正文:
Part 2: CHAPTER 9 Consistency and Consensus

?

  • It turns out that there are deep connections between ordering, linearizability, and consensus. 阐明它们之间的关系?
  • 相比于单机事务,分布式事务有何不同?如何实现?
  • 了解 google spanner(事务) 和 zk(consensus) 的实现
  • CAP 定理的理解

Summary

http://www.bailis.org/blog/linearizability-versus-serializability

Consistent

Linearizability: 提供 stronger consistency, make replicated data appear as though there were only a single copy, and to make all operations act on it atomically

  • 优点: 易于理解
  • 缺点: 对网络问题敏感,性能慢

Causality: which puts all operations in a single, totally ordered timeline, causality provides us with a weaker consistency model

  • 优点: 对网络问题不敏感
  • 使用场景受限

Consensus

Consensus algorithms are a huge breakthrough for distributed systems: they bring concrete safety properties (agreement, integrity, and validity) to systems where everything else is uncertain, and they nevertheless remain fault-tolerant (able to make progress as long as a majority of nodes are working and reachable). They provide total order broadcast, and therefore they can also implement linearizable atomic operations in a fault-tolerant way.

定义: Deciding something in such a way that all nodes agree on what was decided, and such that the decision is irrevocable.

使用场景:

  • Linearizable compare-and-set registers
  • Atomic transaction commit
  • Total order broadcast
  • Locks and leases
  • Membership/coordination service
  • Uniqueness constraint

Zookeeper:

  • providing an “outsourced” consensus
  • failure detection

membership service

Consistency Guaranteess

分布式 db 中,由于网络等因素,数据不一致一定会发生,因此 Most replicated databases provide at least eventual consistency

eventual consistency: 所有 replicas 的数据最终会达到一致。

  1. this is a very weak guarantee—it doesn’t say anything about when the replicas will converge
  2. 难以使用和测试: you need to be constantly aware of its limitations and not accidentally assume too much

stronger consistency: 所有 replicas 数据总是保持一致

  • 缺点: worse performance, less fault-tolerant
  • 优势: easier to use correctly

distributed consistency is mostly about coordinating the state of replicas in the face of delays and faults.

Linearizability:

3 个特质:

  • Recency gurantee
  • single operations on singel object
  • time dependency and always move forward in time

定义:

Linearizability(atomic consistency) is a guarantee about single operations on single objects. It provides a real-time (i.e., wall-clock) guarantee on the behavior of a set of single operations (often reads and writes) on a single object。

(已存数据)

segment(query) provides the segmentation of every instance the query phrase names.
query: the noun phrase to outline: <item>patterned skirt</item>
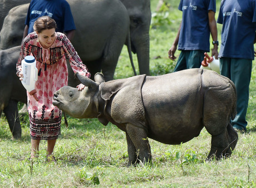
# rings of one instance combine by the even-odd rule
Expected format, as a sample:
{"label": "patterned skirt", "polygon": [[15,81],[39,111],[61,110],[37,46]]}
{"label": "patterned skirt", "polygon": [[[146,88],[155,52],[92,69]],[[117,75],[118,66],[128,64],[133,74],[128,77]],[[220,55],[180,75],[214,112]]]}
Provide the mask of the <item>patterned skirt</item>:
{"label": "patterned skirt", "polygon": [[56,140],[61,130],[61,116],[48,120],[36,120],[29,116],[30,135],[33,140]]}

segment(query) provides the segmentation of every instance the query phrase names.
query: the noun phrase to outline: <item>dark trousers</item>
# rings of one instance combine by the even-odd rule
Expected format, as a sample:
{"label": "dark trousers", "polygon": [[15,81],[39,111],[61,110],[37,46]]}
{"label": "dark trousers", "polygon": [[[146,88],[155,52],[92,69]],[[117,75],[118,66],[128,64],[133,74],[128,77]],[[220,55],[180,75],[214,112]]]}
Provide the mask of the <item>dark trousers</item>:
{"label": "dark trousers", "polygon": [[174,72],[200,68],[204,60],[204,52],[202,50],[181,50]]}
{"label": "dark trousers", "polygon": [[237,115],[231,121],[233,127],[246,130],[245,120],[249,101],[249,86],[252,75],[252,60],[228,57],[220,58],[220,74],[230,79],[237,92]]}

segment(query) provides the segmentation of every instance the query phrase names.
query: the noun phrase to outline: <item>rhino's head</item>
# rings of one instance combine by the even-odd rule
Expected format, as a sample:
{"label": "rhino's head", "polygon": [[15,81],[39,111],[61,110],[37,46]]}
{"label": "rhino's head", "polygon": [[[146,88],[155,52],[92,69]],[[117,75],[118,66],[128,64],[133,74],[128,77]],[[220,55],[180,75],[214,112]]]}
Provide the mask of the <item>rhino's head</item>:
{"label": "rhino's head", "polygon": [[52,103],[76,118],[97,117],[97,96],[99,85],[104,81],[103,75],[96,74],[96,82],[78,73],[76,76],[86,87],[82,91],[70,86],[62,87],[54,93]]}

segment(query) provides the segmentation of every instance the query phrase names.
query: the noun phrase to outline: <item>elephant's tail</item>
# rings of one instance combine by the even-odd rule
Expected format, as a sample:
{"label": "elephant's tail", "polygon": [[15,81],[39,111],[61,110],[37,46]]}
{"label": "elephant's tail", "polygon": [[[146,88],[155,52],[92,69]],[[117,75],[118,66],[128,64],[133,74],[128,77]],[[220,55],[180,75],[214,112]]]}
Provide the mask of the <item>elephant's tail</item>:
{"label": "elephant's tail", "polygon": [[135,67],[134,67],[134,61],[132,60],[132,55],[131,54],[131,36],[130,34],[130,29],[128,30],[128,34],[127,36],[127,50],[129,54],[130,61],[131,61],[131,66],[134,70],[134,75],[137,75],[136,73]]}

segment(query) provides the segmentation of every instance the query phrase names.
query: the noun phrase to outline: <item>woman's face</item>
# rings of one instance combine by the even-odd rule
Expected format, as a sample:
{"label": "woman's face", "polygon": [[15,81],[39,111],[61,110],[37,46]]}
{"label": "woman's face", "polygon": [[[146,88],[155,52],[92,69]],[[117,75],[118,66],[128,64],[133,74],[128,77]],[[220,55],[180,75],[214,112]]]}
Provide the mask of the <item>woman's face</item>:
{"label": "woman's face", "polygon": [[44,48],[48,48],[52,46],[56,38],[56,33],[54,28],[43,30],[41,33],[37,33],[39,37],[39,42]]}

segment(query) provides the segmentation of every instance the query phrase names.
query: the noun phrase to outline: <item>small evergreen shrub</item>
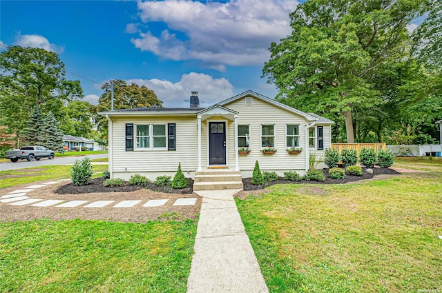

任务说明: 请从上方一致性与共识笔记的最后一句之后续写这份笔记。

练习答案:
Linearizability is a recency guarantee(once a new value has been written or read, all subsequent reads see the value that was written, until it is overwritten again) on reads and writes of a register (an individual object). It doesn’t group operations together into transactions.

Vs Serializability:

linearizability can be viewed as a special case of strict serializability where transactions are restricted to consist of a single operation applied to a single object.

[http://www.bailis.org/blog/linearizability-versus-serializability/]

使用场景:

  • Locking and leader election: They use consensus algorithms to implement linearizable operations in a fault-tolerant way
  • Constraints and uniqueness guarantees
  • Cross-channel timing dependencies

Implementing Linearizable System

The most common approach to making a system fault-tolerant is to use replication? 怎么说

  • Single-leader replication(potentially linearizable): If you make reads from the leader, or from synchronously updated followers, they have the potential to be linearizable.

  • Consensus algorithms(linearizable): consensus protocols contain measures to prevent split brain and stale replicas.

  • Multi-leader replication(not linearizable): because they concurrently process writes on multiple nodes and asynchronously replicate them to other nodes.

  • Leaderless replication(probably not linearizable): sometimes claim that you can obtain “strong consistency” by requiring quorum reads and writes (w + r > n)

简单的使用 quorums,即使满足 w + r > n, 也不一定是 linearizable, 如:

The Cost of Linearizability

The CAP theorem:
一般来说,分区容错无法避免,因此可以认为 CAP 的 P 总是成立。CAP 定理告诉我们,剩下的 C 和 A 无法同时做到。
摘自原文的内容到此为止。